● **Directions**
Rewrite the entries below with every "one dot per instance" changed to "a single dot for each instance" and everything else left as it is. Leave the pictures out of your version.

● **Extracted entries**
* begin *

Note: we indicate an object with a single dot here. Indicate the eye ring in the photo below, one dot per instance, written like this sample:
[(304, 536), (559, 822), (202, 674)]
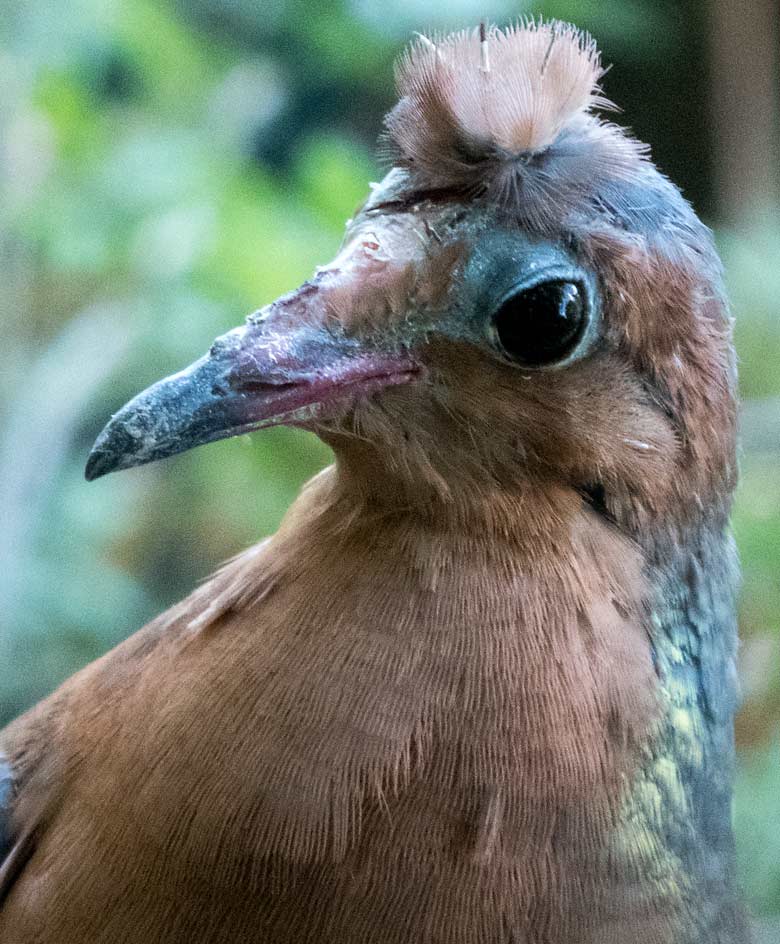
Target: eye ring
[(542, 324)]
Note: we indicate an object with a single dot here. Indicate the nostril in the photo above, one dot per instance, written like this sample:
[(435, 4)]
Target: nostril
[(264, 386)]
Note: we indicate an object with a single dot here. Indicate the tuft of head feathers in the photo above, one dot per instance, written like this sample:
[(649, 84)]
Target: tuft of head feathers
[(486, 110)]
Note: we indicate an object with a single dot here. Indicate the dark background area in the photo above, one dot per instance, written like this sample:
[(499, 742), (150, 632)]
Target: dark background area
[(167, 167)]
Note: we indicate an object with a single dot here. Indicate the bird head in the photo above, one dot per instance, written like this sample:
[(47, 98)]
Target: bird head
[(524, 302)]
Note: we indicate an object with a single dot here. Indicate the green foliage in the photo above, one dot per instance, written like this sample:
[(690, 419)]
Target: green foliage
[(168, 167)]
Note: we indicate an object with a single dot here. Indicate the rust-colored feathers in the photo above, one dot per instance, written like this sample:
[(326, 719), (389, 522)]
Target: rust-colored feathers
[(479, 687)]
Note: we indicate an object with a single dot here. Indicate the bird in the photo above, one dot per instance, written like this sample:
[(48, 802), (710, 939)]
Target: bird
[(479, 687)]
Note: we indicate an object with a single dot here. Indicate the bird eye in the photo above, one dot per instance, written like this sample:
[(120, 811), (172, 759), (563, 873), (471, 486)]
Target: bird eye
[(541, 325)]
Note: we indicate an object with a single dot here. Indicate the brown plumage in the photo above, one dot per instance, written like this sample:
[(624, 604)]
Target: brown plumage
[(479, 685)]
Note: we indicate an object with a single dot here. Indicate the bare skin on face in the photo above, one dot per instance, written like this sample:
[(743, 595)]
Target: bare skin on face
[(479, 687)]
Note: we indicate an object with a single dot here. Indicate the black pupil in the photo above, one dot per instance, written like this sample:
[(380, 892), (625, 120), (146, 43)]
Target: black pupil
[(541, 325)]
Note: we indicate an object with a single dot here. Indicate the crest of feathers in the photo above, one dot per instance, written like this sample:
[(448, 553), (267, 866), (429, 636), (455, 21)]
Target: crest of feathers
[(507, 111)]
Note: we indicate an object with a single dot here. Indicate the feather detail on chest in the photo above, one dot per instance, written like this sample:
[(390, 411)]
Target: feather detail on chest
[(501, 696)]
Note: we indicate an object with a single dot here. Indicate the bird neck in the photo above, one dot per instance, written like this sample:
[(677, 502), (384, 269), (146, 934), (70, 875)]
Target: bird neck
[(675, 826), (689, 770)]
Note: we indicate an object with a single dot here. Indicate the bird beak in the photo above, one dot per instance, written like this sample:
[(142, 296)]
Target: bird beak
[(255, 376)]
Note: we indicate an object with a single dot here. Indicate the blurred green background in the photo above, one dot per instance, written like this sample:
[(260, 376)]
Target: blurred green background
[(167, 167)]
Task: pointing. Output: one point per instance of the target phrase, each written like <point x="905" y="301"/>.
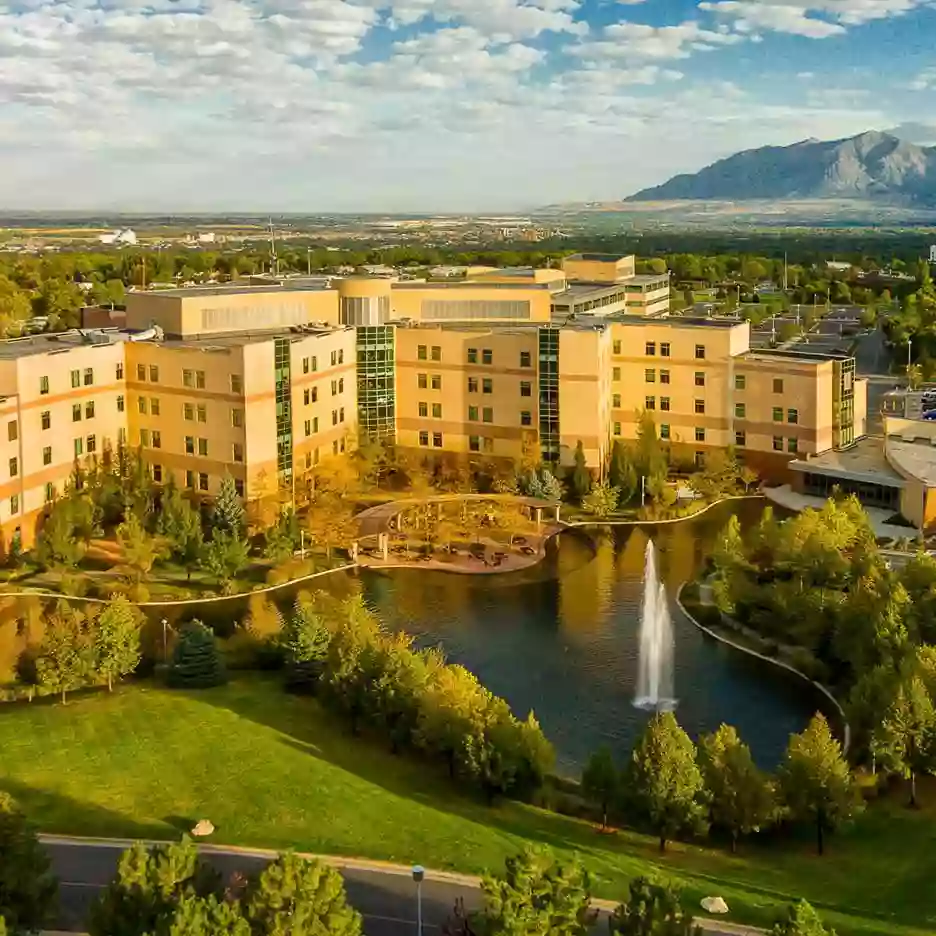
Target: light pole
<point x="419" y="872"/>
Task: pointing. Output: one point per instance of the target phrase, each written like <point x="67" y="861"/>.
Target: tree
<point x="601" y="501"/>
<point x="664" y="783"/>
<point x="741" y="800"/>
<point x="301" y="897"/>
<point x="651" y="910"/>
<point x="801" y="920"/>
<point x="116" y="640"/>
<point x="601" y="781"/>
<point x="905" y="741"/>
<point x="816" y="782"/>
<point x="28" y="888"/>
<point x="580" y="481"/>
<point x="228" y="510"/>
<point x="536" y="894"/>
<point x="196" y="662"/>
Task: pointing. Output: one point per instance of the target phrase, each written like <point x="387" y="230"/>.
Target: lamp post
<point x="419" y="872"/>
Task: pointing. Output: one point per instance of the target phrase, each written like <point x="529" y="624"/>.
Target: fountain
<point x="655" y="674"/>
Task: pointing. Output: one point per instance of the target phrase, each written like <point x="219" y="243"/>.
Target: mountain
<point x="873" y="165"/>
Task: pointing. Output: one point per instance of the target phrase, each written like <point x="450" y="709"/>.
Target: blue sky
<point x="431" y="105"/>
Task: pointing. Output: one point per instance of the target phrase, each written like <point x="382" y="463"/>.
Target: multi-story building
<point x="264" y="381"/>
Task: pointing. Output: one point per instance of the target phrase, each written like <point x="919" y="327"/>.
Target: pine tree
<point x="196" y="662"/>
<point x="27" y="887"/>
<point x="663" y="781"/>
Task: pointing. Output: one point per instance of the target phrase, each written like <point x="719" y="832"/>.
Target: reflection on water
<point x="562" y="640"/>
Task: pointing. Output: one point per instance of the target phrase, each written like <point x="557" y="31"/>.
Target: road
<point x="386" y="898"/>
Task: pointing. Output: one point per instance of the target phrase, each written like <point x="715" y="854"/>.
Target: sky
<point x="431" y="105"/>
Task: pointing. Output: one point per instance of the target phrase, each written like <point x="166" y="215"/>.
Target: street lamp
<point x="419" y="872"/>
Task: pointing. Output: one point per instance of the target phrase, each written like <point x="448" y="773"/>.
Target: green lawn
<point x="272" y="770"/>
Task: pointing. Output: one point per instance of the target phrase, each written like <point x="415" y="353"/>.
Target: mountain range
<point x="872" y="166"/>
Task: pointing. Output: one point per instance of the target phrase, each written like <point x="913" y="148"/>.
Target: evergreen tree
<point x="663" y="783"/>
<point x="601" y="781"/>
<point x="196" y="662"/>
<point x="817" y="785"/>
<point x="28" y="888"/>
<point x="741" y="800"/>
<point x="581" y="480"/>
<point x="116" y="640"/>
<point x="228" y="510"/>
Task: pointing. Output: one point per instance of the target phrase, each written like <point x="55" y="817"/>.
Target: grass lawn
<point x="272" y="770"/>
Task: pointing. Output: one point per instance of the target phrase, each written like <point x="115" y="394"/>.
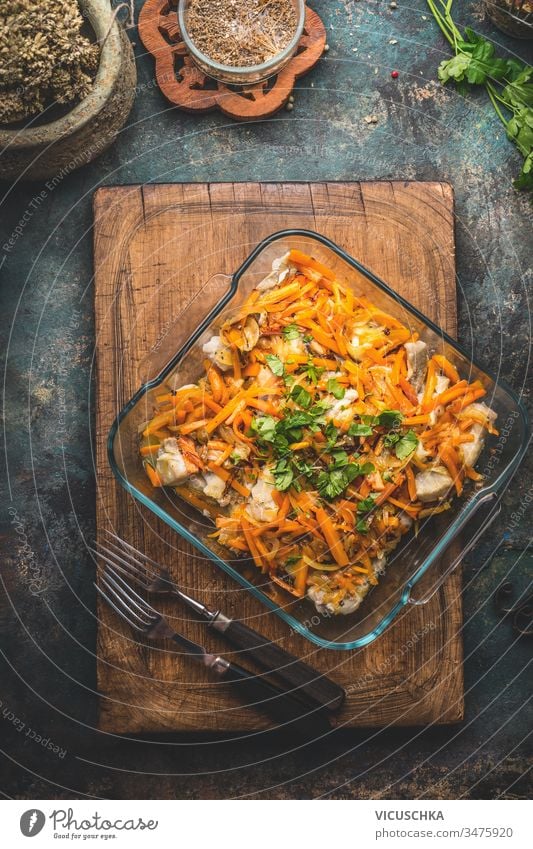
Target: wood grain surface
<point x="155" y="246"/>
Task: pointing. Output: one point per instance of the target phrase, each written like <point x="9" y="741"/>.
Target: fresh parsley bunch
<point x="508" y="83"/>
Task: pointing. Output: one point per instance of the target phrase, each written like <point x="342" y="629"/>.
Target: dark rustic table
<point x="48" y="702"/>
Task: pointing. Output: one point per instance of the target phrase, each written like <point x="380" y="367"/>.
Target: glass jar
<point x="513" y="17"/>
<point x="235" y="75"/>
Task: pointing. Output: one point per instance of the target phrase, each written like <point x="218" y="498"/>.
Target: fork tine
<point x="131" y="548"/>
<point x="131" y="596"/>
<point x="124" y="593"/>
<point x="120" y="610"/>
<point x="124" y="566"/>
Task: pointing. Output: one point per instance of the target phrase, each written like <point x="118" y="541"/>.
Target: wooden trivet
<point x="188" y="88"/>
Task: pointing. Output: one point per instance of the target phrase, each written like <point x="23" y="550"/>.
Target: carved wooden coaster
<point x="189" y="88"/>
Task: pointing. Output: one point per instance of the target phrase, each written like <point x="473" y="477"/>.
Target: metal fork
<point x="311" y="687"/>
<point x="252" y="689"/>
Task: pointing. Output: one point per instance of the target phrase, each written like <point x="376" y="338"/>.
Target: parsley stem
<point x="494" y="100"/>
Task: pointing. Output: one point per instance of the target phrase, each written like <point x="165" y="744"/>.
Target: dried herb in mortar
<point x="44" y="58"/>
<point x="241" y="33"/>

* end *

● **Result for this task**
Note: we indicate an object with a single dot here. Indicate the eye ring in the photo below, a single dot for each instance, written like this sample:
[(304, 536), (559, 822), (202, 674)]
Target: eye ring
[(542, 324)]
Note: we indicate an object with a single dot here. Indicate the nostril in the photo above, a single dot for each instance, written like this sample:
[(435, 4)]
Target: nostril
[(264, 386)]
Note: we indicate an object with a single dot here. Indicate the tuft of head feathers in the photo above, a single dot for each instance, written like this sample:
[(649, 84)]
Target: tuft of head feathers
[(486, 110)]
Note: we indicate an object with a single dot here. Indicate the dark background area in the photo above, a single dot for each instance, written like this sample:
[(499, 742), (150, 632)]
Target: dark background area
[(167, 167)]
Note: we indicate an object with a single dot here. Indicate the bird head in the photo above, a single dot for each instance, written like this sample:
[(47, 98)]
Target: bird head
[(524, 302)]
Note: we indicate an object with a single dot here. Indicate the green foliage in the photo above, a single dot for each instance, written like this sample:
[(690, 419)]
Target: green foliage
[(168, 167)]
Note: we indicate an object with a single dot here. Indicate the rust-colored feathers in the photo above, a single dot for each instance, written like this sample:
[(326, 719), (389, 522)]
Target: rust-colored feathers
[(479, 687)]
Note: we indicate an object with a single dot here. Indicate the bird in the photo above, a single dot for each instance, written like this sample:
[(48, 802), (710, 939)]
Target: bird
[(479, 687)]
Note: we indicate an object with a single dot here. Indicate the bird eye in the photo above, a single dot for each instance, written like this sample:
[(120, 811), (172, 759), (563, 873), (471, 486)]
Target: bird eye
[(541, 325)]
Note: we indicate an object with a single dot here. Indicate the brown plumage in the photo above, a single dot for each instance, written like this sample:
[(624, 604)]
Target: brown plumage
[(479, 685)]
Note: we indicate an object with a single dot here. Indicate the bare skin on face in the photo above, a single dot for each instance, written like this sample:
[(743, 595)]
Target: bare skin on face
[(479, 687)]
Note: we indicate an object with a single dot here. Indicate the black pupil in the photo above, a single dot for each instance, written like this sample:
[(380, 892), (625, 120), (146, 43)]
Target: black pupil
[(541, 325)]
Note: we indicate an object with a single dot here. Indicate the crest of feathers in the photo above, a single dot for each instance, written like this sample:
[(448, 553), (267, 866), (429, 636), (455, 21)]
Target: crest of feathers
[(507, 111)]
Note: we indicate an object with a single dot here. Indicate the feather detail on chest in the photo above, a single dot for each instance, written like this sample:
[(390, 411)]
Target: feather detail on chest
[(501, 696)]
Note: we indicate an object with a single dot here. Indicate the bird neck in the photo above, a single dot for each instance, written like this sample:
[(677, 502), (384, 269), (146, 934), (70, 875)]
Target: bird neck
[(675, 826), (689, 770)]
Note: we indicate an object with a single dot here. Indicate the bird beak in the photo above, a single dot for each instance, written like this sample:
[(142, 296)]
Target: bird beak
[(255, 376)]
Note: we indicate an object with a single dot here. Indicate the blurred green background in the photo above, a single dot for each instance, written like this sample:
[(260, 376)]
Target: blurred green background
[(167, 167)]
Task: pointing. Output: one point per instance of the target phrase, each written like <point x="905" y="301"/>.
Target: light pole
<point x="419" y="872"/>
Task: pointing. Output: one point per instance of the target phrase, each written like <point x="67" y="861"/>.
Target: tree
<point x="601" y="501"/>
<point x="664" y="783"/>
<point x="741" y="800"/>
<point x="301" y="897"/>
<point x="651" y="910"/>
<point x="801" y="920"/>
<point x="116" y="640"/>
<point x="601" y="781"/>
<point x="905" y="741"/>
<point x="816" y="782"/>
<point x="28" y="888"/>
<point x="580" y="481"/>
<point x="228" y="510"/>
<point x="536" y="894"/>
<point x="196" y="662"/>
Task: pointing. Output: one point per instance of the target phrase, each written like <point x="387" y="230"/>.
Target: lamp post
<point x="419" y="872"/>
Task: pointing. Output: one point per instance of the target phrase, each written like <point x="529" y="624"/>.
Target: fountain
<point x="655" y="674"/>
Task: pointing. Output: one point per instance of the target phrase, each written like <point x="219" y="243"/>.
Target: mountain
<point x="873" y="165"/>
Task: pointing. Output: one point per instance of the target phrase, each written like <point x="450" y="709"/>.
Target: blue sky
<point x="431" y="105"/>
Task: pointing. Output: one point per instance of the target phrase, each written like <point x="382" y="463"/>.
Target: multi-story building
<point x="264" y="381"/>
Task: pointing. Output: one point per instance of the target phrase, each written like <point x="919" y="327"/>.
Target: pine tree
<point x="196" y="662"/>
<point x="27" y="887"/>
<point x="663" y="781"/>
Task: pointing. Output: one point per instance of the target phrase, each written like <point x="719" y="832"/>.
Target: reflection on water
<point x="562" y="640"/>
Task: pointing. Output: one point per instance of the target phrase, each written like <point x="557" y="31"/>.
Target: road
<point x="386" y="898"/>
Task: pointing. Output: one point per instance of the target phrase, each written like <point x="715" y="854"/>.
Target: sky
<point x="431" y="105"/>
Task: pointing. Output: one point per instance of the target phrase, each written like <point x="166" y="215"/>.
Target: street lamp
<point x="419" y="872"/>
Task: pointing. Output: one point per instance of the target phrase, each written like <point x="448" y="773"/>.
Target: green lawn
<point x="272" y="770"/>
Task: pointing. Output: one point per instance of the target phrase, each written like <point x="415" y="353"/>.
Target: mountain range
<point x="872" y="166"/>
Task: pointing. Output: one point per instance of the target phrase, each written like <point x="913" y="148"/>.
Target: evergreen tree
<point x="663" y="783"/>
<point x="601" y="781"/>
<point x="196" y="662"/>
<point x="817" y="785"/>
<point x="28" y="888"/>
<point x="741" y="800"/>
<point x="581" y="480"/>
<point x="116" y="640"/>
<point x="228" y="510"/>
Task: pointing. Output: one point per instance of the target phrase, each written like <point x="55" y="817"/>.
Target: grass lawn
<point x="272" y="770"/>
Task: pointing. Output: one point per instance of the target phrase, each written like <point x="115" y="394"/>.
Target: wood grain surface
<point x="155" y="246"/>
Task: pointing. Output: one point per instance of the target phrase, each written like <point x="9" y="741"/>.
Target: fresh parsley bunch
<point x="508" y="83"/>
Task: pointing. Output: one point per instance of the target phrase, each written like <point x="342" y="629"/>.
Target: dark rustic table
<point x="48" y="702"/>
Task: pointing. Output: one point per instance of the target phrase, each written like <point x="380" y="367"/>.
Target: glass jar
<point x="513" y="17"/>
<point x="235" y="75"/>
Task: pointing. Output: one point per instance of the target phrase, each written like <point x="218" y="498"/>.
Target: fork tine
<point x="131" y="548"/>
<point x="131" y="596"/>
<point x="124" y="593"/>
<point x="120" y="610"/>
<point x="124" y="566"/>
Task: pointing. Output: one point per instance of the target phrase, each written like <point x="118" y="541"/>.
Target: wooden trivet
<point x="188" y="88"/>
Task: pointing. Output: one point per instance of the target phrase, each written like <point x="23" y="550"/>.
Target: carved wooden coaster
<point x="189" y="88"/>
Task: pointing. Output: one point per instance of the target phrase, each written like <point x="473" y="477"/>.
Target: metal fork
<point x="311" y="687"/>
<point x="252" y="689"/>
Task: pointing. Output: one point per instance of the target phrase, each written like <point x="376" y="338"/>.
Target: parsley stem
<point x="494" y="100"/>
Task: pointing. Output: one point per instance of the target phrase, each written like <point x="165" y="744"/>.
Target: dried herb in mortar
<point x="44" y="58"/>
<point x="241" y="33"/>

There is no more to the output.